Copy out all of the records below, swapping "pin" for "marker" and keeping everything else unchanged.

• _RECORDED INFORMATION_
────────

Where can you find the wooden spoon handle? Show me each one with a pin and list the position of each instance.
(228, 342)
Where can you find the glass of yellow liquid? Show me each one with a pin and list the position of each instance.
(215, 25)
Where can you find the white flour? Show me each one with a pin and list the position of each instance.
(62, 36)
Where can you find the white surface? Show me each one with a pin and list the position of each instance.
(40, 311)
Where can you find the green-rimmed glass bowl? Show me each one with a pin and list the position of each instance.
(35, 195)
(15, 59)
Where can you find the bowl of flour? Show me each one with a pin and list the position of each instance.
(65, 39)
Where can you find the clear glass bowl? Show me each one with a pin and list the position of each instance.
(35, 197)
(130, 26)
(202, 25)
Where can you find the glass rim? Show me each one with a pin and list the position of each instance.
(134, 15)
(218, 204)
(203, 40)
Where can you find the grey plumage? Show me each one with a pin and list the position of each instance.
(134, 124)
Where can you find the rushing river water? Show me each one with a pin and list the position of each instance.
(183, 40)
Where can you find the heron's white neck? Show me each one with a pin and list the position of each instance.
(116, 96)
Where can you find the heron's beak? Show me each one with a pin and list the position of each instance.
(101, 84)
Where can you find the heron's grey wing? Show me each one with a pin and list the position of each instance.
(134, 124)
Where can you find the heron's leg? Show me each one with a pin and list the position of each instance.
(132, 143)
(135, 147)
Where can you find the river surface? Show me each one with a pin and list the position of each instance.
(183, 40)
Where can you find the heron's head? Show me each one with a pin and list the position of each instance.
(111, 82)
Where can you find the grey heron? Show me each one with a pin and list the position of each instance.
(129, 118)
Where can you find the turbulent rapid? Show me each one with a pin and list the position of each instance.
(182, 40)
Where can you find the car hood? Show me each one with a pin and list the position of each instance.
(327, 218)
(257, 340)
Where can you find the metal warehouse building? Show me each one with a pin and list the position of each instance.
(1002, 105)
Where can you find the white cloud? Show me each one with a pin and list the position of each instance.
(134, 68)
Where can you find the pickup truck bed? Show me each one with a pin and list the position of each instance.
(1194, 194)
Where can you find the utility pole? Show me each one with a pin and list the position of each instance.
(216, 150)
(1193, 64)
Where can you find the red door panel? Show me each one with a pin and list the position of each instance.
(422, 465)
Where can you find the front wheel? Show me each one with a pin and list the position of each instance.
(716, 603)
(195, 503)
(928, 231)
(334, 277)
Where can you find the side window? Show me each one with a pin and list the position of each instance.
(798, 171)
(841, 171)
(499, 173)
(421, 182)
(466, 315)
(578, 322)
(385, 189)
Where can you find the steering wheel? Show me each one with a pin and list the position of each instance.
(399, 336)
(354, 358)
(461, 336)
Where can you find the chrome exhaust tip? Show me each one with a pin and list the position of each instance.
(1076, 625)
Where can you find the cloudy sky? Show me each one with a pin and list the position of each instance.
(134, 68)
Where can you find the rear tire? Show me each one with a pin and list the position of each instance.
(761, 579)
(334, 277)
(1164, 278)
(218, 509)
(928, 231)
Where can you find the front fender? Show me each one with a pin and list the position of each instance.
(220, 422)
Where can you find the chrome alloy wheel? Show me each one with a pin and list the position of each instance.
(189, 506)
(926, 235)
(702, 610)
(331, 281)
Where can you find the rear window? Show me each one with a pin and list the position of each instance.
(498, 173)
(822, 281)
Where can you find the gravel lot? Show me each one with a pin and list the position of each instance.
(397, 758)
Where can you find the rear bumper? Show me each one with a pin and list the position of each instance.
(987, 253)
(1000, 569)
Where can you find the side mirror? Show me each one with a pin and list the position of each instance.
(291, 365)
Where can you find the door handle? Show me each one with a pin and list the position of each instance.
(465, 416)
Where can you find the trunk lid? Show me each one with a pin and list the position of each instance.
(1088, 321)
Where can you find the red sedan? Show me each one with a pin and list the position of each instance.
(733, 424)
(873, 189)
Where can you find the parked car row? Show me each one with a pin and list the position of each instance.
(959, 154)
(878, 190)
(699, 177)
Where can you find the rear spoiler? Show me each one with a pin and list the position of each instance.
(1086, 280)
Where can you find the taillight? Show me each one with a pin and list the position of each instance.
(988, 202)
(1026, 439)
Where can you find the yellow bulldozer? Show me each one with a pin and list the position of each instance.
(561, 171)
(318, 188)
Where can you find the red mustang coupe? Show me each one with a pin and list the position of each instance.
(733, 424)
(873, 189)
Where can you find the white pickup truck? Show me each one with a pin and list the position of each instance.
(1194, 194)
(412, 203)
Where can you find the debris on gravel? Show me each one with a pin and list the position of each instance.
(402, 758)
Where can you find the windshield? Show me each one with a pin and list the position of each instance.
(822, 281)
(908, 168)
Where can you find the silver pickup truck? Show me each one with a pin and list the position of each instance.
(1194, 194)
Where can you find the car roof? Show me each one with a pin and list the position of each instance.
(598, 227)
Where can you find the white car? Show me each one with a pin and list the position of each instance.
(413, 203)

────────

• _OUTPUT OF THE TASK_
Where can you find the wooden spoon handle? Show me each one with a marker and list the position of each instance.
(228, 342)
Where can you find the glass of yellow liquid? Show me each one with a marker and list the position of each instance.
(215, 25)
Where can you find the white flour? Show me each one with a marker and list the position of each instance.
(62, 36)
Where can you find the white surface? Show me each one with a marker and list the position of each instance.
(40, 311)
Where can you find the green-rimmed glass bowl? Show me each one with a marker and list the position of each instance.
(35, 195)
(15, 59)
Where can you find the bowl of flour? Show me each one with a marker and list the position of each instance.
(65, 39)
Where can you find the clear glass bowl? Show me each one with a marker and list the position of each instance.
(35, 197)
(130, 26)
(202, 25)
Where can you find the glass rim? Show me each one with a marker and list the position of each instance.
(134, 15)
(218, 204)
(203, 40)
Where can you find the grey plumage? Show me each one with a marker and list the position of each instance.
(134, 124)
Where can you find the rushing river water? Show me each one with a marker and list the position of each instance.
(183, 40)
Where can you find the heron's white neck? Show me each one with a marker and list the position of each instance.
(116, 96)
Where can you find the heron's beak? Show me each one with a marker and list the position of each instance.
(101, 84)
Where can you find the heron's grey wing? Show me each one with a marker and list the position of each instance.
(134, 124)
Where can you find the heron's leg? Show me each one with a marker and list the position of each instance.
(132, 143)
(135, 147)
Where can you find the river surface? Show me each one with a marker and list the position of each instance.
(183, 40)
Where can you find the heron's head? Show me each one with a marker and list the position of each instance.
(111, 82)
Where can you find the grey heron? Show me each one with a marker and list the position of each instance.
(129, 118)
Where can you find the turbulent rapid? Show me each one with a marker and list the position of each instance.
(182, 40)
Where can you find the car hood? Show me each one with a marker and list the position of each instance.
(327, 218)
(257, 340)
Where can you find the metal warehouse building? Show me each one with a marker and list the position of each instance.
(1002, 105)
Where can you find the white cloud? Show me each one with a marker and list the position of each instance.
(134, 68)
Where can you find the pickup truck bed? Show me each one with a marker and list the position of each instance.
(1194, 194)
Where can you find the utility pole? Show me each one with a marker and list the position of each instance.
(216, 150)
(1193, 64)
Where can you find the red door panel? Show me each one with a marker and list the position of each instance.
(422, 465)
Where can you find the front wheel? Show me each one with a marker and list the position of each instance.
(716, 603)
(195, 503)
(928, 231)
(334, 277)
Where can you find the side window? Show me each one with a marker and list the position of each instance.
(798, 171)
(841, 171)
(499, 173)
(421, 182)
(466, 315)
(578, 322)
(385, 189)
Where can you find the steering wheel? Show me each one with a marker and list the position of each instance.
(399, 336)
(354, 358)
(461, 336)
Where can you find the chrome exhaust tip? Show me each one with a marker and list the position of each instance.
(1076, 625)
Where can you find the cloudy sky? Show me each one with a marker and list the position of each instance.
(134, 68)
Where can you find the rear tire? Show me each one with a marker and list the position of each instance.
(761, 579)
(334, 277)
(1164, 278)
(218, 509)
(928, 231)
Where can you find the front fender? Show me each one with a marker and list the position of each instance.
(220, 422)
Where can you find the chrome alloy wheel? Show me each one with a marker and list the position of each instance.
(189, 506)
(926, 235)
(702, 610)
(331, 281)
Where can you find the rear window? Show me each one with a marker and list the position of each instance.
(498, 173)
(822, 281)
Where can you find the gravel lot? Show me each one with a marker and list the position of each instance.
(397, 758)
Where can you find the rear bumper? Show me each one with a marker and list the position of each instance.
(987, 253)
(1000, 569)
Where can you find the side mirror? Show me each one with a marker and list the position of each instance.
(291, 365)
Where can you find the door handle? Show me each one with a marker and list the position of each instance.
(465, 416)
Where can you find the trunk lid? Show me each one with a marker and list the position of each instance.
(1088, 321)
Where can you find the red sedan? Show me each one with a marker and list the position of each instance.
(733, 424)
(873, 189)
Where can you find the parked car row? Show me each one with a marker and list the position of each instance.
(959, 154)
(878, 190)
(699, 177)
Where can you find the rear spoiler? Show me each one with a marker and list the position of each instance.
(1086, 280)
Where can you find the taillight? Show me each one with a marker and list the position of each instance.
(988, 202)
(1026, 439)
Where can you find the yellow bulldozer? Show me each one with a marker and list the position of each instance.
(561, 171)
(318, 188)
Where can you find the red mustang coupe? Show me each one with a marker and list the position of each instance.
(733, 424)
(873, 189)
Where can you find the white pickup truck? Show me each one with a marker and list the position of each instance.
(1194, 194)
(412, 203)
Where can you find the debris on gravel? Show me each one with a marker and list the position of each instance.
(402, 758)
Where can you find the windshield? Show me each one with a marker and list the position of each instance.
(822, 281)
(908, 168)
Where can you find the silver pickup truck? Show me each one with a marker and list the position of each instance.
(1194, 194)
Where can you find the car roof? Show me each one with a marker and list the position of each instance.
(598, 227)
Where can you find the white car? Show me each one with a marker and list the position of each instance.
(413, 203)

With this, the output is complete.